### LISTING ###

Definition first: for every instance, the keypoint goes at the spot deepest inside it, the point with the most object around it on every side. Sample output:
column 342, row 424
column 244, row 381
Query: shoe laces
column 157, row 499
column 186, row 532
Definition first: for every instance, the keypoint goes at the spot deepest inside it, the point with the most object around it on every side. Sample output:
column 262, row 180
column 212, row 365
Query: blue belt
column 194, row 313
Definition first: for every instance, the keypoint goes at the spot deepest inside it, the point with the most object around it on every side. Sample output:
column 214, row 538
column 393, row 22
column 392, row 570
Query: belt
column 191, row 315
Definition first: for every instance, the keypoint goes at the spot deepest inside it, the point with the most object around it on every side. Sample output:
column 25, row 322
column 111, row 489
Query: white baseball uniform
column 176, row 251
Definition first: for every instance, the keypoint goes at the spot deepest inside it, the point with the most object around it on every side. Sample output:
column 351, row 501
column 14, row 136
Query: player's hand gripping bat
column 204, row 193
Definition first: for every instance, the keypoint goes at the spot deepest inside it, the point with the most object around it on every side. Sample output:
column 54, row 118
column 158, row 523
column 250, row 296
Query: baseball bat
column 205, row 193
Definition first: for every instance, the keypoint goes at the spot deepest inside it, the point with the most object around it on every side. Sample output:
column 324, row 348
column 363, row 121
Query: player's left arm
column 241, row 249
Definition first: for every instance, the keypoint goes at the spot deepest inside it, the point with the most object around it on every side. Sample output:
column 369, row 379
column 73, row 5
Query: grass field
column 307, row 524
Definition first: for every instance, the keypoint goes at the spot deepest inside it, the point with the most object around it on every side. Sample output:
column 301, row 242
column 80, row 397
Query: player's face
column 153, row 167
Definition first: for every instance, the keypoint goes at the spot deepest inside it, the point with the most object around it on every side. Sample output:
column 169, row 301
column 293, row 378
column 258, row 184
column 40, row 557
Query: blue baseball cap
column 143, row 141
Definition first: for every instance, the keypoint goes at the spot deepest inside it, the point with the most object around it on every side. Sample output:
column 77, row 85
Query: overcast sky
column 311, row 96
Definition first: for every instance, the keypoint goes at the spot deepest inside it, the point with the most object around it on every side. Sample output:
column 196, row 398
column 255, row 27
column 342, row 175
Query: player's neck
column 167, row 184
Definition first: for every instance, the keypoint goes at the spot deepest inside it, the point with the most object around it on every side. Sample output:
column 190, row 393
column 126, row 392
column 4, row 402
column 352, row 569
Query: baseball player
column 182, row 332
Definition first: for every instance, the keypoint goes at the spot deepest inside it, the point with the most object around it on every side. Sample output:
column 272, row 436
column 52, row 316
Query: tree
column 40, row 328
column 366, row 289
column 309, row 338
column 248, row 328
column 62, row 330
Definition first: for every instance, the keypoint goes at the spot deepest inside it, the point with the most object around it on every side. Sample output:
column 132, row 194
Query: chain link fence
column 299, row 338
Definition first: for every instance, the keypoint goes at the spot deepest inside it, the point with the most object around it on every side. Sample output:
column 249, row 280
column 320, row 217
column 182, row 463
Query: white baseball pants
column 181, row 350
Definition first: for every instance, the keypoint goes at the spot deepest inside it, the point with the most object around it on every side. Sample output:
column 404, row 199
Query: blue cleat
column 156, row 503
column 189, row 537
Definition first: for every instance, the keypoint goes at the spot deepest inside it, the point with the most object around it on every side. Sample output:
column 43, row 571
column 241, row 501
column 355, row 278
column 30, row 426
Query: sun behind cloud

###

PROBLEM REQUIREMENTS
Give the entries above, from the very first line through the line containing "column 191, row 315", as a numbered list. Include both of those lines and leave out any blank lines.

SOLUTION TO THE EXERCISE
1. Definition first: for every instance, the keypoint goes at the spot deepest inside it, the point with the most object around it on every side. Sample output:
2. column 342, row 424
3. column 244, row 381
4. Query: shoe laces
5. column 157, row 499
6. column 186, row 532
7. Definition first: for every instance, the keypoint goes at the spot deepest inside it, the point with the most object around it on every side. Sample output:
8. column 262, row 180
9. column 212, row 365
10. Query: blue belt
11. column 194, row 313
12. Definition first: for every instance, the keypoint goes at the spot deepest inside it, the point with the most object around it on every side. Sample output:
13. column 214, row 538
14. column 393, row 22
15. column 392, row 570
16. Query: belt
17. column 191, row 315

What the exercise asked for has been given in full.